EXERCISE DIRECTIONS – Revise the lines beginning at the one that has "segment woodpecker, each instance" and stopping after the one that has "POLYGON ((149 156, 154", both included. Reproduce them with "ring rule" changed to "fill rule" and all else unchanged.

Stored data entries –
+-------+

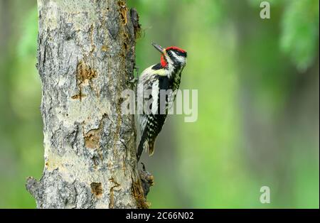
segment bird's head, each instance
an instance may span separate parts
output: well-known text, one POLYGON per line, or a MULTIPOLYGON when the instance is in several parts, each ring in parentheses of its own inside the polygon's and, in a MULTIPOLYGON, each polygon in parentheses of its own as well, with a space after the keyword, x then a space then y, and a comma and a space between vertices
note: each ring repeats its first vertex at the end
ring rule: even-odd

+-------+

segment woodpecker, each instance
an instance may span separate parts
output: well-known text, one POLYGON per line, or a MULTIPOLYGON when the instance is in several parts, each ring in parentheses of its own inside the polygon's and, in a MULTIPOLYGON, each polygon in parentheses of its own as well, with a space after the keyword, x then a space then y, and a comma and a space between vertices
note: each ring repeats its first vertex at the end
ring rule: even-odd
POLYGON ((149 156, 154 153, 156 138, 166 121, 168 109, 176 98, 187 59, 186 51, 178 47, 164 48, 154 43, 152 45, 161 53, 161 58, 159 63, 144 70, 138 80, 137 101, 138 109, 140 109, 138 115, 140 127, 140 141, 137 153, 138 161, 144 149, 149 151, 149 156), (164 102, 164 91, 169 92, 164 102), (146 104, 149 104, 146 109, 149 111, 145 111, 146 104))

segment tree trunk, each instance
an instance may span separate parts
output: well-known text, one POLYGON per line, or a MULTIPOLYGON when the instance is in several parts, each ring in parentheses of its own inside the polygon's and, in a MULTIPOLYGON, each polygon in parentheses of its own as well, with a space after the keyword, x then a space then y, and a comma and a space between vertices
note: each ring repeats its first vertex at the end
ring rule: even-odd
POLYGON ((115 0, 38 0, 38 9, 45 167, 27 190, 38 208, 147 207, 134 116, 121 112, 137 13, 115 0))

+-------+

OUTPUT BELOW –
segment woodpecker, each instance
an instance may span separate parts
output: well-known text, one POLYGON per line, or a MULTIPOLYGON when the instance is in several parts, each ring in parentheses of its own inside the polygon's and, in a MULTIPOLYGON, each polygon in parentheses of its own as well, with a space after the keyword, x then a space then y, and a comma and a space between vertices
note: each ring repeats its first vertex at the end
fill rule: even-odd
POLYGON ((149 156, 154 153, 156 138, 166 121, 168 109, 176 98, 187 59, 186 51, 178 47, 164 48, 154 43, 152 45, 161 53, 161 58, 159 63, 144 70, 138 80, 137 101, 138 109, 140 109, 138 115, 140 127, 140 141, 137 153, 138 161, 144 149, 149 151, 149 156), (164 102, 164 91, 169 92, 164 102), (146 104, 149 104, 146 109, 149 111, 145 111, 146 104))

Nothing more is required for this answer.